[Labeled region outline entries]
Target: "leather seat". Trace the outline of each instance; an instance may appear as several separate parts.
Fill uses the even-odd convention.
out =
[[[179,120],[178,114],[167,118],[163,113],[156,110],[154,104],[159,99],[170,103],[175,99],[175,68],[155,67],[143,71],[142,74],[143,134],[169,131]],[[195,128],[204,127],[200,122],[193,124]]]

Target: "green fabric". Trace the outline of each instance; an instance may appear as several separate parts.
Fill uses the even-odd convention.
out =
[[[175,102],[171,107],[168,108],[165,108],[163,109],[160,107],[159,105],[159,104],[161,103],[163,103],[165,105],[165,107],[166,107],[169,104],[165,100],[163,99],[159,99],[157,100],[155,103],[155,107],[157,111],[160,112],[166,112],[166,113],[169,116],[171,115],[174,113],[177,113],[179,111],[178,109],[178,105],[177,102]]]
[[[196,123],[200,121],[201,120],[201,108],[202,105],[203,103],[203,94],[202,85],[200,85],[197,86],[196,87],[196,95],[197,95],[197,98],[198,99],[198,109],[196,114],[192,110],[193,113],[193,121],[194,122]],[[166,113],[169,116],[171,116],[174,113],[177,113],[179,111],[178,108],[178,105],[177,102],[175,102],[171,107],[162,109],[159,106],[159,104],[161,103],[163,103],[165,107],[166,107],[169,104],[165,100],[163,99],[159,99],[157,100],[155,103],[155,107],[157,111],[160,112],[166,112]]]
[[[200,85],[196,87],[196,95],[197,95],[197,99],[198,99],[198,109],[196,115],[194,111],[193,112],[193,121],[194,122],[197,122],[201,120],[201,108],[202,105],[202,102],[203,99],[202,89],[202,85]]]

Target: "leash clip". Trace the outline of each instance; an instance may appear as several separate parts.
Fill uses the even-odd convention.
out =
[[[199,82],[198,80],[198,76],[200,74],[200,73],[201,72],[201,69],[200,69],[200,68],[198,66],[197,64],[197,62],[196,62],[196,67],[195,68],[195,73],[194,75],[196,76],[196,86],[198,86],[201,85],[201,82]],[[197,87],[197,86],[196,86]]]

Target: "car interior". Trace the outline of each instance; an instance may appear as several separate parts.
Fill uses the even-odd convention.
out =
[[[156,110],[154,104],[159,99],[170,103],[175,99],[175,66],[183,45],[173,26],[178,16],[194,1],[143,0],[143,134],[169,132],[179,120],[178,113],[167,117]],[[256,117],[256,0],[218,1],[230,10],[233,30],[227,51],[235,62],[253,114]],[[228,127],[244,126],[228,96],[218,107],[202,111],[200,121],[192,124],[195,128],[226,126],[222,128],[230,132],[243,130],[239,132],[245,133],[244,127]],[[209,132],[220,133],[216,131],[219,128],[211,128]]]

* [Aim]:
Pick out and copy every line of the records above that contains the word "each".

* [Correct output]:
Target: "leather seat". Trace the outline of each instance; an instance may appear as several separate parts.
Target: "green fabric". Trace the outline of each instance; an instance may appear as several separate parts.
Target: "leash clip". Trace the outline of each instance; an instance may appear as several separate parts.
Target: "car interior". Trace the outline of each instance; an instance may appear as several separate parts.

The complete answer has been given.